Only the run of lines from the one containing "of the sectional" through the last line should be returned, exactly as written.

Provided material:
-- Begin --

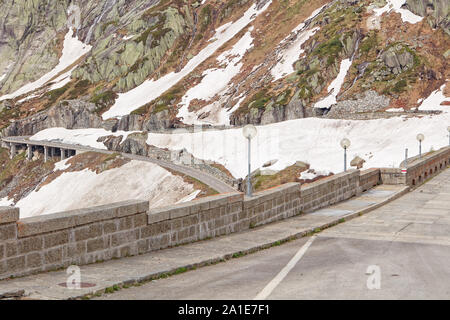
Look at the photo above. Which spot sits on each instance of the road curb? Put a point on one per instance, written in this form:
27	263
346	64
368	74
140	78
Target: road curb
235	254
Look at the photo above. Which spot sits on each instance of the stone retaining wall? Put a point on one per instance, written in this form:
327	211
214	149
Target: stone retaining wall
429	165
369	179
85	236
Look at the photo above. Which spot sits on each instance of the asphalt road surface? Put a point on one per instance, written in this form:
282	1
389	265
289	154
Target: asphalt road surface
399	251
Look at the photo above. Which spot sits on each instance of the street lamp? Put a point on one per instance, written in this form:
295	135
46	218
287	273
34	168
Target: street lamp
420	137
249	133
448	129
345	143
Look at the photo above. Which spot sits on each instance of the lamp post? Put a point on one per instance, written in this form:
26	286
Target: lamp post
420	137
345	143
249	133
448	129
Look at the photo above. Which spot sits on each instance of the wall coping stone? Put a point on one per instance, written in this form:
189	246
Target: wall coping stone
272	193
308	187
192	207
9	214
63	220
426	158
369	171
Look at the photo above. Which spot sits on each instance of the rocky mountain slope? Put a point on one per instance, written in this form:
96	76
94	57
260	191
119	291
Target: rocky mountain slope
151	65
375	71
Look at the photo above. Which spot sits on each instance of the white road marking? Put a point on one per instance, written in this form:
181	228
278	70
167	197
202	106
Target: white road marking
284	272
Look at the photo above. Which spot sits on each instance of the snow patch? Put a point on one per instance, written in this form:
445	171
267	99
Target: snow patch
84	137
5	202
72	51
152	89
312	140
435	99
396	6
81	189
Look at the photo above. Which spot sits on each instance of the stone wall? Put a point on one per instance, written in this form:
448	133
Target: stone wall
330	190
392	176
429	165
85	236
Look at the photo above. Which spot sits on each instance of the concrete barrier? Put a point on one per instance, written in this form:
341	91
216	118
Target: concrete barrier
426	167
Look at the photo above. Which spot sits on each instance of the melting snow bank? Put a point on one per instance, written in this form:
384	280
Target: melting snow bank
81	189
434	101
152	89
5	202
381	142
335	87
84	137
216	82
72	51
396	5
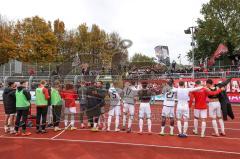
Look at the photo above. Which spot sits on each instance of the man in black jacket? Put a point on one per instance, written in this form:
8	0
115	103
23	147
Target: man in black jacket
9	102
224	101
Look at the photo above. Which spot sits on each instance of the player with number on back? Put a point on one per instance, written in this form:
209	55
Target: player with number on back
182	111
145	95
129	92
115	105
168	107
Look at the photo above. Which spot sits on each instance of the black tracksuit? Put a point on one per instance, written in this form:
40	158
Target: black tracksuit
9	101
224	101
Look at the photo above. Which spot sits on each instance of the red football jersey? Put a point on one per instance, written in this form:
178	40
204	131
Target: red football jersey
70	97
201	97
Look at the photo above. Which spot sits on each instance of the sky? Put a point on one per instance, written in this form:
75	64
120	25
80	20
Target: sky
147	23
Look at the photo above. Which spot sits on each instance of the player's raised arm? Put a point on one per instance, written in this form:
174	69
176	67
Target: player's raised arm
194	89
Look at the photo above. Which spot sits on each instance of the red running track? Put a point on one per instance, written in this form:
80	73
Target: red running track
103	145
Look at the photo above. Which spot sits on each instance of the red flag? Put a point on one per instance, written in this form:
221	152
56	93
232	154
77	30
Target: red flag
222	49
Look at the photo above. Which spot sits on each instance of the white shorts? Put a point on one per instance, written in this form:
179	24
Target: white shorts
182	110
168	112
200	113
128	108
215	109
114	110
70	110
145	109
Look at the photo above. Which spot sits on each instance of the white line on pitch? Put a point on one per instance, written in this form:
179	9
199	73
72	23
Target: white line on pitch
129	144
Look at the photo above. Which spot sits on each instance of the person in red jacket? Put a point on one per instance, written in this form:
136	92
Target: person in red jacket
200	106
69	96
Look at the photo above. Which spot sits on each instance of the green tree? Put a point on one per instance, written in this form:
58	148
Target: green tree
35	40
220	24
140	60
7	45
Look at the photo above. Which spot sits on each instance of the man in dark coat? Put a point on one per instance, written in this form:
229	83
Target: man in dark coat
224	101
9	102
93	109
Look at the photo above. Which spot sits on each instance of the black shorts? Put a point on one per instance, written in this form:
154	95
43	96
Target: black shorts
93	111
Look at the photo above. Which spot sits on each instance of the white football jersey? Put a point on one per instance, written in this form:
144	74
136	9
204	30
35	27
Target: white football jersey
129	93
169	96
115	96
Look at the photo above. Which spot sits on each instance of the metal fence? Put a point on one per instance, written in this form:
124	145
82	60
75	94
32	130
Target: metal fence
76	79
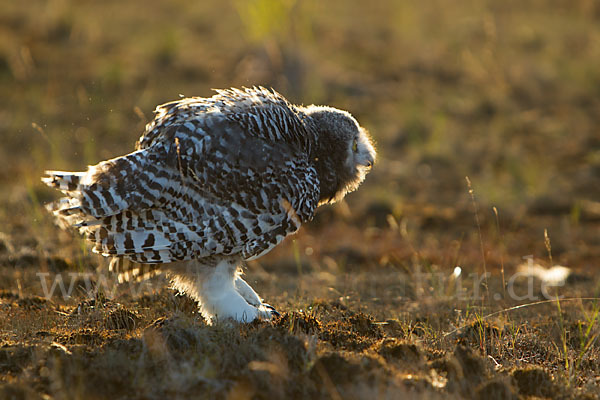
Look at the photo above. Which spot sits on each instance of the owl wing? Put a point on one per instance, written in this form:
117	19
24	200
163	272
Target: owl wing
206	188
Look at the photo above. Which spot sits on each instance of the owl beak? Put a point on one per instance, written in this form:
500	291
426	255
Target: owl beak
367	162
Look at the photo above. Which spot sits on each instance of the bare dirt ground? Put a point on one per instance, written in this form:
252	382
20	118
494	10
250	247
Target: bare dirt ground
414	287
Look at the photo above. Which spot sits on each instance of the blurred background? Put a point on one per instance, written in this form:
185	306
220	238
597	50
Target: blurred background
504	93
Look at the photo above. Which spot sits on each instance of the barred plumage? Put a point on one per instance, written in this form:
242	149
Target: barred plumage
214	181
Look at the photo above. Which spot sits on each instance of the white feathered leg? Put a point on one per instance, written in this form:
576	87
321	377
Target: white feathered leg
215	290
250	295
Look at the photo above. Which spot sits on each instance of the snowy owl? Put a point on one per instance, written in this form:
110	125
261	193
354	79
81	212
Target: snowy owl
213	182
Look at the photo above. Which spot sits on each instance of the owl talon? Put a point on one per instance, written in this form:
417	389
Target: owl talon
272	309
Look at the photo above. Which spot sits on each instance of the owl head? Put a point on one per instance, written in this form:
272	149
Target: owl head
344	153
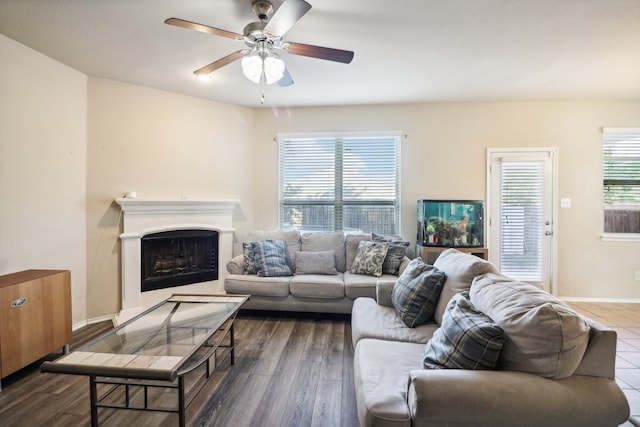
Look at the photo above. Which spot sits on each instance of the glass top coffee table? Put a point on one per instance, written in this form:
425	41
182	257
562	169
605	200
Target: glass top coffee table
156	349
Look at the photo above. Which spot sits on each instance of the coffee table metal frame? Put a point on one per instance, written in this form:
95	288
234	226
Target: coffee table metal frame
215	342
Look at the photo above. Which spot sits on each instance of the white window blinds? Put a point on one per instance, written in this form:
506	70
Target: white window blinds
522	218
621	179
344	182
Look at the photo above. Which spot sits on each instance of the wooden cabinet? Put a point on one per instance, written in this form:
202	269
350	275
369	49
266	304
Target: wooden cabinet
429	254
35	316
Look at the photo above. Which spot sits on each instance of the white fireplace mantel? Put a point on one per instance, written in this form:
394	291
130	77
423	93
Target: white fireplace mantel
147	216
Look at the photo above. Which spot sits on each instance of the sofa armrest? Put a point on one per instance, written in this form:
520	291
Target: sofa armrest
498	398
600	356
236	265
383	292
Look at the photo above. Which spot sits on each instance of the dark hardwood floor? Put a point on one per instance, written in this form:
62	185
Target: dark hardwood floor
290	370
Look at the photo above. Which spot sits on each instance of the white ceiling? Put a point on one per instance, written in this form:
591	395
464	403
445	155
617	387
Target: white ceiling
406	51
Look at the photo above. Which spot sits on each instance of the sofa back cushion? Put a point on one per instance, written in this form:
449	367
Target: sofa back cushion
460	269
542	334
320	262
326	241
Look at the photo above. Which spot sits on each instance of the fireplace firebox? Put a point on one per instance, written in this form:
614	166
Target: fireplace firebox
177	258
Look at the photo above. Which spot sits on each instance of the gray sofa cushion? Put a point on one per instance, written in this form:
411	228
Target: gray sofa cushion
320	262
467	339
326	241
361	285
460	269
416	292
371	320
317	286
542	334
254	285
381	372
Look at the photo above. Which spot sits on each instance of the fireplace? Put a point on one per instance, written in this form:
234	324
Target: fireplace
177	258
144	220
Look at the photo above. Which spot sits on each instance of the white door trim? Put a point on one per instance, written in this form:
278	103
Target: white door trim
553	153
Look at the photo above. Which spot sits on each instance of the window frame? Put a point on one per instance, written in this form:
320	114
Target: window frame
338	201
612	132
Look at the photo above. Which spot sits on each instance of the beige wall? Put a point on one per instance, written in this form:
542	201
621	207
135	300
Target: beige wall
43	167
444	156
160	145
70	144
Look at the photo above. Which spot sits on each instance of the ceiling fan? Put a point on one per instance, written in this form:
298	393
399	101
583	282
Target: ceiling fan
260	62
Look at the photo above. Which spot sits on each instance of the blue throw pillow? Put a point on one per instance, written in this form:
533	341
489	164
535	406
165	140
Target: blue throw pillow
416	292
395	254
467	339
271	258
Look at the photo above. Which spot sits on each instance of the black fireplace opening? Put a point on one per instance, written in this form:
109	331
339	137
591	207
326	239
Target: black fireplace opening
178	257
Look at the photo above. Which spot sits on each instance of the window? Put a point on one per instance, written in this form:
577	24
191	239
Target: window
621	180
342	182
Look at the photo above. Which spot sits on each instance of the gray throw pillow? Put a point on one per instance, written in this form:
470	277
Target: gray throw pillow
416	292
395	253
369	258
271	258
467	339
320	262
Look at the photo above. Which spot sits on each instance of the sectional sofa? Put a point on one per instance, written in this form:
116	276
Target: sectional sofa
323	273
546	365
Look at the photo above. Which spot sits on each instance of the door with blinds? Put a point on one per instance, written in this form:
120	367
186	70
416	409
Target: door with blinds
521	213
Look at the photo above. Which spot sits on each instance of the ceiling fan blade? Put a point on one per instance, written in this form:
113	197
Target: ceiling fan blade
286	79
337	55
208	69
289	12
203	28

-- End --

Task output:
Look at the photo above. Which spot sits on each instance of the sectional sofa? Put a point on one per instance, written in this form:
116	276
Target: sectional sofa
323	273
546	365
Look at the photo above. Which spot sits on each instance of the door with blinds? Put a point on one per instance, written in this form:
120	367
186	70
416	409
Target: door with blinds
521	213
Look at the photo above. Which spot sits on each instance of the ceiling fan blade? Put a point on one per instance, written in this form:
113	197
Target: ceiling fan blade
286	79
337	55
208	69
289	12
203	28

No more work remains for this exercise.